• _Work required_
Extract exactly and only the lines of the data below, starting at the line with "Please pick out the firefighter boot" and stopping after the final line.

• _Dataset rows_
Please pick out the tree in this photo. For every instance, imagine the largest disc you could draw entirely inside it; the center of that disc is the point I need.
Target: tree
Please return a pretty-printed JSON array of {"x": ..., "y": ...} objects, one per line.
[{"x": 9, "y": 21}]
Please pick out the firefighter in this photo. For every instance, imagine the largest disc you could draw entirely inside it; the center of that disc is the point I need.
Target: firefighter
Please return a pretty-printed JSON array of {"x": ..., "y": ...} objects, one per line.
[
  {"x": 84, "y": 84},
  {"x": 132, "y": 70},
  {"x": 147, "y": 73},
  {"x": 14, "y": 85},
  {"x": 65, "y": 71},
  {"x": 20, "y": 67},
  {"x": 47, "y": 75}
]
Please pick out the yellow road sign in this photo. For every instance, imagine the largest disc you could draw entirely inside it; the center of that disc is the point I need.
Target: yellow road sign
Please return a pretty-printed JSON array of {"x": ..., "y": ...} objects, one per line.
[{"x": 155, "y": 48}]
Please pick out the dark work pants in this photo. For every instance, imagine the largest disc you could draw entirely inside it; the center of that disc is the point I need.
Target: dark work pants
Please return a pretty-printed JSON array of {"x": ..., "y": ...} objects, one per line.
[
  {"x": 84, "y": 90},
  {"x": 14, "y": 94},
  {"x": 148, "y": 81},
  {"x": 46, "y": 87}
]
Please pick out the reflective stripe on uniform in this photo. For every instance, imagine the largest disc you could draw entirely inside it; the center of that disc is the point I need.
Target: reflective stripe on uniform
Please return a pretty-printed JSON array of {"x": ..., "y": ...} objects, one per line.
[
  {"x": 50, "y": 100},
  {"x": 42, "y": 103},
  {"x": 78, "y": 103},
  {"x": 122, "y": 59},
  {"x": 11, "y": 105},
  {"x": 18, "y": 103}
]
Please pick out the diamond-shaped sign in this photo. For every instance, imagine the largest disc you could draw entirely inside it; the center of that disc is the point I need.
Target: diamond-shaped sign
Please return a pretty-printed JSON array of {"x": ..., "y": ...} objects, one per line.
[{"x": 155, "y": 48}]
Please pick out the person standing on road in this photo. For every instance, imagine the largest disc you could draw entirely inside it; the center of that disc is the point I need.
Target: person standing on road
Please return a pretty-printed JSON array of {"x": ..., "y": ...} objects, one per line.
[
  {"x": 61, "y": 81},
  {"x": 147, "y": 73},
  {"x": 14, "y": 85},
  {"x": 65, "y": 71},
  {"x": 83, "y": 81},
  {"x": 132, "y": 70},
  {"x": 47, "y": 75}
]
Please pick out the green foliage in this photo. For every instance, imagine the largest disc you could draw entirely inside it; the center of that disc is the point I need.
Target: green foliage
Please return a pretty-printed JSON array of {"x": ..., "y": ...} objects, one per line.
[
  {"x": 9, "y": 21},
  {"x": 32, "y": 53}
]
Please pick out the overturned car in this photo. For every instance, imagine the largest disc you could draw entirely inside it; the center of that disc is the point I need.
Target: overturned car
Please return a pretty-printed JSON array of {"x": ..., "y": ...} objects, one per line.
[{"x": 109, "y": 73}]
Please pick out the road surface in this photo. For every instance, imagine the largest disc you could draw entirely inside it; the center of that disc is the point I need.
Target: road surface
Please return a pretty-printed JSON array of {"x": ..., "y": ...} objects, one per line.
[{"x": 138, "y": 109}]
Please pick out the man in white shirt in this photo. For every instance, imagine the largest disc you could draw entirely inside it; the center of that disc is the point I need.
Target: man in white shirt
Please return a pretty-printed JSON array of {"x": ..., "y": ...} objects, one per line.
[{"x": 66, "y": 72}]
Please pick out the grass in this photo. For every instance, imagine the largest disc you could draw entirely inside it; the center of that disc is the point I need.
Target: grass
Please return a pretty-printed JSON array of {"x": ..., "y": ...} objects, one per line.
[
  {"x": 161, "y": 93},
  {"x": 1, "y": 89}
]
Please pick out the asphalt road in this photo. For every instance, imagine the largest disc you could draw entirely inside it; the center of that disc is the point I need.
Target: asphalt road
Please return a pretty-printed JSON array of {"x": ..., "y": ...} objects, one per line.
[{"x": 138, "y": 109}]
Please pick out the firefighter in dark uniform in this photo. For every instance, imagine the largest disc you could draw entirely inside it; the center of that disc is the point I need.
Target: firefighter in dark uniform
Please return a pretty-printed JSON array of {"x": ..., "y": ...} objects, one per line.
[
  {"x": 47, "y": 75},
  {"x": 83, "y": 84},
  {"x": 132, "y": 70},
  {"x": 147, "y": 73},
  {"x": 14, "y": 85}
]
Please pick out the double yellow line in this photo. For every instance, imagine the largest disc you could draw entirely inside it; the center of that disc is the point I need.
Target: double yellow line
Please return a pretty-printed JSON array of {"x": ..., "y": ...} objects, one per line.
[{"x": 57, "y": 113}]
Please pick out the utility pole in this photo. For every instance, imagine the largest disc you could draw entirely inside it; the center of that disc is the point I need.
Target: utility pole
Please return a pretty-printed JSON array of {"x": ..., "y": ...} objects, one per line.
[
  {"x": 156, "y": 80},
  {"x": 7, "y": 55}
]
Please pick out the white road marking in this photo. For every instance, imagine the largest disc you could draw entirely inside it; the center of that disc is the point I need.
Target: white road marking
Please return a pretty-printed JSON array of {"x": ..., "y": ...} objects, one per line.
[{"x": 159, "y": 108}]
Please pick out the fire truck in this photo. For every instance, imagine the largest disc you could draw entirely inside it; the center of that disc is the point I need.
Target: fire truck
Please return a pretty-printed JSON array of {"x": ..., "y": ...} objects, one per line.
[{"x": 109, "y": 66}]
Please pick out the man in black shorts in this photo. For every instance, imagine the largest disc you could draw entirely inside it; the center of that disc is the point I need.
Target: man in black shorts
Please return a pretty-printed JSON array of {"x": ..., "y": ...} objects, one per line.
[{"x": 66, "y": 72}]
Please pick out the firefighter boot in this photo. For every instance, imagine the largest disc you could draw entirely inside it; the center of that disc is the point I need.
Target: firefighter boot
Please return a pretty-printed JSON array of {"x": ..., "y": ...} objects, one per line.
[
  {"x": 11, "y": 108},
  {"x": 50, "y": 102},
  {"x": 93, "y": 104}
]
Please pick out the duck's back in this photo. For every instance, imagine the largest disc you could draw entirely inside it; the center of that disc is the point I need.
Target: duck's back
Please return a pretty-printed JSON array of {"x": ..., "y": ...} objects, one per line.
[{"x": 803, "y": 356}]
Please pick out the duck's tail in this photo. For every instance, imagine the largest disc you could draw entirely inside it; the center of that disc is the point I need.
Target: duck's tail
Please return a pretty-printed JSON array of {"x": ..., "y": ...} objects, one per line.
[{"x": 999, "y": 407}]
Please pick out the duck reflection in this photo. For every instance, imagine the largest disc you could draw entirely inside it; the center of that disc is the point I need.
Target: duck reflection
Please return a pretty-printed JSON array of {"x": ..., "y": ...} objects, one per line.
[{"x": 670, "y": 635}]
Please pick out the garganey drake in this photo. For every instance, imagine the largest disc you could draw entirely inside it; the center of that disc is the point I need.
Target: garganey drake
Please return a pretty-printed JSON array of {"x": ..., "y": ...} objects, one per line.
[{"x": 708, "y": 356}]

• _Result of the task_
Please pick out the firefighter boot in this photo. For every instance, imagine the largest disc you could draw entirely inside it; the center of that disc is the point I need.
Target: firefighter boot
Please return a pretty-printed JSON array of {"x": ..., "y": ...} objects, one per line.
[
  {"x": 11, "y": 108},
  {"x": 50, "y": 102},
  {"x": 93, "y": 104}
]
Please pick out the duck's back in this photo. For every instance, imagine the largest disc you could draw entirely inside it; the center of that disc is the point I need.
Target: duck's back
Please return a pretty-printed JSON array of {"x": ..., "y": ...} objects, one per line.
[{"x": 803, "y": 356}]
Please pick out the duck's tail in this photo. For every instance, imagine the largest disc you could draw entirely inside it; the center of that disc is the point I need.
Target: duck's tail
Please return a pretty-printed JSON array of {"x": ..., "y": ...} objects, one per line.
[{"x": 999, "y": 407}]
Please pick out the duck reflection in this photo. For every instance, imagine the largest disc you could draw entirely inside it; the center of that disc is the point I need.
Target: duck reflection
Please return a pretty-printed JSON array of {"x": ..., "y": ...} objects, one per line.
[{"x": 670, "y": 635}]
Please pick out the garganey drake in this photo. For every instance, imagine the largest disc you could draw entirely inside it; the center of that disc is the point I need.
Target: garganey drake
Please return a pretty-printed JSON array of {"x": ..., "y": ...} objects, one per line.
[{"x": 708, "y": 356}]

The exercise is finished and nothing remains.